## Required action
Only an exact copy of the listing below will do.

## Source material

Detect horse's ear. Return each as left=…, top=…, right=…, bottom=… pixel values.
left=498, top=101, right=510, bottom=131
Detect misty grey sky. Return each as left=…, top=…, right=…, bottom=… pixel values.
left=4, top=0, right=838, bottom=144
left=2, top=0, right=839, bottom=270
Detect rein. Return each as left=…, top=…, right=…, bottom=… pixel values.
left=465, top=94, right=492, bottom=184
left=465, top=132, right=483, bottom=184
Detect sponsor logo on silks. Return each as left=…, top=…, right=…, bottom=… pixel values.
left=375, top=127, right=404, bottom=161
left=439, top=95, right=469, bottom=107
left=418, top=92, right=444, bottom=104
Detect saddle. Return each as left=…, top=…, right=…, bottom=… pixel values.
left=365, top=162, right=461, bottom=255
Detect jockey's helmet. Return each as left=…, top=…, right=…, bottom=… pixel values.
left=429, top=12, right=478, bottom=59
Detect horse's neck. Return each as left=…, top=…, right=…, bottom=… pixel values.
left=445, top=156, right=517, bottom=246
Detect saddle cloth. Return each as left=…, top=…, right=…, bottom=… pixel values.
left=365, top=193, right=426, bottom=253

## The completed task
Detect horse's ear. Return each as left=…, top=…, right=…, bottom=… pixel values.
left=498, top=101, right=510, bottom=131
Detect misty grey sky. Return each as left=…, top=…, right=…, bottom=… pixel values.
left=4, top=0, right=838, bottom=144
left=2, top=0, right=839, bottom=270
Detect rein. Return each as left=…, top=…, right=…, bottom=… pixel values.
left=465, top=94, right=492, bottom=184
left=465, top=132, right=483, bottom=184
Detect sponsor logo on silks. Return each as left=…, top=…, right=…, bottom=… pixel values.
left=375, top=127, right=404, bottom=161
left=439, top=95, right=469, bottom=107
left=418, top=92, right=444, bottom=104
Detect saddle. Return each as left=…, top=…, right=…, bottom=… pixel values.
left=365, top=162, right=461, bottom=255
Detect jockey's helmet. Return each as left=…, top=…, right=…, bottom=… pixel values.
left=429, top=12, right=478, bottom=59
Detect horse's neck. Return each as left=…, top=…, right=…, bottom=… pixel values.
left=445, top=156, right=517, bottom=246
Detect saddle cloth. Return each as left=…, top=…, right=…, bottom=… pixel values.
left=365, top=193, right=426, bottom=253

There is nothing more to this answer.